--- Begin ---

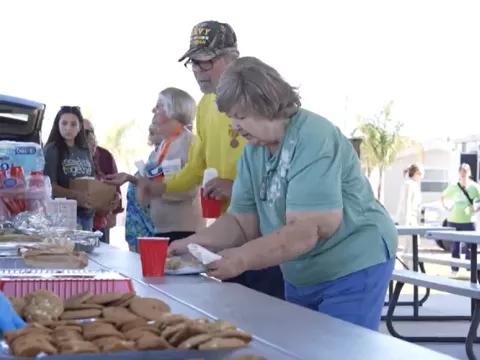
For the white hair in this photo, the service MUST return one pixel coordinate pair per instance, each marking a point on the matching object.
(251, 87)
(177, 105)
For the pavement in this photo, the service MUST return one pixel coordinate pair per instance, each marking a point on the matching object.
(437, 304)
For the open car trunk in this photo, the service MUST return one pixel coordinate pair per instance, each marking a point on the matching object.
(20, 119)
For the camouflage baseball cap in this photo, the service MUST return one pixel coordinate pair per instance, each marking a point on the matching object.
(210, 39)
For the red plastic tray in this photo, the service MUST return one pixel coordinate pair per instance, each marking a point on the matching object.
(64, 283)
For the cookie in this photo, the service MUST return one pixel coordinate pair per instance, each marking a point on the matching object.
(94, 330)
(170, 319)
(152, 343)
(104, 298)
(18, 304)
(125, 300)
(43, 306)
(133, 324)
(117, 346)
(82, 306)
(149, 308)
(235, 334)
(222, 343)
(81, 314)
(78, 299)
(78, 347)
(30, 347)
(118, 315)
(34, 329)
(136, 334)
(194, 341)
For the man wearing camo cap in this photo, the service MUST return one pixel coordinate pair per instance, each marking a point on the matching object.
(213, 46)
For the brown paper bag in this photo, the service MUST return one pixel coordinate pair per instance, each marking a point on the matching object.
(101, 194)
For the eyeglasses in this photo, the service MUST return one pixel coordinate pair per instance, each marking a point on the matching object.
(203, 65)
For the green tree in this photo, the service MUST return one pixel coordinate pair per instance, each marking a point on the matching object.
(382, 141)
(124, 150)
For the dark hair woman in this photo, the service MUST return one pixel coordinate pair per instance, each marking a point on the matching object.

--- End ---

> **INSTRUCTIONS TO FOLLOW**: Copy all of the data above word for word, but leave out the pictures.

> **SOLUTION TO THIS TASK**:
For the white hair in this photo, the service MUST return one pixel coordinate pair per instance, each marking a point on the matching object.
(251, 87)
(177, 105)
For the pavement in this photo, the service MUST return one pixel coordinate pair per instance, each marking a point on the matching object.
(437, 304)
For the open car trunk in this photo, the service MUST return one pixel coordinate pair per instance, each marking a point on the matching object.
(20, 119)
For the camouflage baseball cap in this photo, the service MUST return one pixel coordinate pair per instance, each marking a point on the matching object.
(210, 39)
For the red plastic tray in this photo, the service MUST return one pixel coordinate pair per instance, each marking a point on the matching object.
(64, 283)
For the cookie in this photo, the service MUST return one pixel coordinate pair per instance, each marking a point on the matching object.
(94, 330)
(170, 319)
(152, 343)
(104, 298)
(18, 304)
(125, 300)
(43, 306)
(133, 324)
(117, 346)
(82, 306)
(149, 308)
(235, 334)
(222, 343)
(81, 314)
(78, 299)
(78, 347)
(30, 347)
(118, 315)
(34, 329)
(136, 334)
(194, 341)
For the man wearing camo cap in this photo, the service MUST return one pixel coordinate pair per instance, each marking a point on the matching object.
(213, 46)
For the brown paper bag in this photo, the service MUST return one pixel coordinate pair per instance, each marking a point on the matching object.
(101, 194)
For the eyeglasses in this photo, the service MUST return one pixel coordinate pair per instance, each marking a point on the matching object.
(203, 65)
For the green tree in this photo, the service MUST return one pixel coordinate pair per instance, each marking a point on the matching object.
(382, 141)
(124, 150)
For the dark hair woman in this photo, the service MUST return one pixel coordinate pair per instance, each marking a point on the matching object.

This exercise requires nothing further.